## PROBLEM TO SOLVE
Pull out every line in the entries below that contains the string "hair", treating uppercase and lowercase as different.

## DATA LISTING
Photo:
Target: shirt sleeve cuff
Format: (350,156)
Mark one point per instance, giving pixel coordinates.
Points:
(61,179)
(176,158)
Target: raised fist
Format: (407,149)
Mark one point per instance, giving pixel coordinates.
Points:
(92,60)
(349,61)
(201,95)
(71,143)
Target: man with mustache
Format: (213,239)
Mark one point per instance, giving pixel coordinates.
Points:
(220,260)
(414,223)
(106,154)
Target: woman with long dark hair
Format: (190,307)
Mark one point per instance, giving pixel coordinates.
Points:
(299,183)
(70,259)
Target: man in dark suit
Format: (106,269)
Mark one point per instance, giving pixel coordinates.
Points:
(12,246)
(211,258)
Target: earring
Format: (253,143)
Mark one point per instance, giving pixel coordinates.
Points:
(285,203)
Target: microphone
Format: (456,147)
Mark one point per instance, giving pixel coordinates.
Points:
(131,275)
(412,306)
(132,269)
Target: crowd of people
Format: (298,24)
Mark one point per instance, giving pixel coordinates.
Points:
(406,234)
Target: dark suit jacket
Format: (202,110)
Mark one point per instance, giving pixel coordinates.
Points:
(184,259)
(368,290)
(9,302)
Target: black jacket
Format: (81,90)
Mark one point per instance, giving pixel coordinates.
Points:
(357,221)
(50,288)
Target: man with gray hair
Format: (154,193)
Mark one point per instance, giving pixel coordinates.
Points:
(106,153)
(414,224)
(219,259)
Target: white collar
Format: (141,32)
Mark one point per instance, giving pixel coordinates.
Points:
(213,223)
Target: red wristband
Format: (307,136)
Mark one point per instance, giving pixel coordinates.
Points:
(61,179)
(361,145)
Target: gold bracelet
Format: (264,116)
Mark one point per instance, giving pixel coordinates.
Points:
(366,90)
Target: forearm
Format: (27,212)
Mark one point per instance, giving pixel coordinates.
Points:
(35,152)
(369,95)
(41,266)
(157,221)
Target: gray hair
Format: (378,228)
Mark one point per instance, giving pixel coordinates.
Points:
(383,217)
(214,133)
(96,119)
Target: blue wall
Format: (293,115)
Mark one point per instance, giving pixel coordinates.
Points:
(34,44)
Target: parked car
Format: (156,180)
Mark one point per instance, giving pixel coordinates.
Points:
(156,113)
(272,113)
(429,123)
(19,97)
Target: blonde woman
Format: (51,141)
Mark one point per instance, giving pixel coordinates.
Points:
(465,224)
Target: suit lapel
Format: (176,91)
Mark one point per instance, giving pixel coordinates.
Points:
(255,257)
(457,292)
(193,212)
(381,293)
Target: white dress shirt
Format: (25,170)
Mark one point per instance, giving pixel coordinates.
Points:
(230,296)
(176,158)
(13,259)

--

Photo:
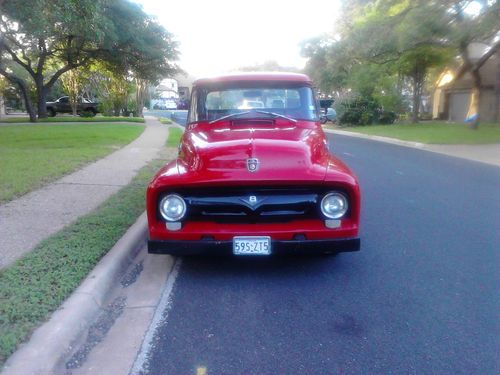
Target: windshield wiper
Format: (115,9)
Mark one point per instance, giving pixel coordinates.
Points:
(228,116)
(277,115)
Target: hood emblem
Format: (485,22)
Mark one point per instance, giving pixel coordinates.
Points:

## FINAL RESULT
Target: woman with long dark hair
Target: man with gray hair
Target: gray hair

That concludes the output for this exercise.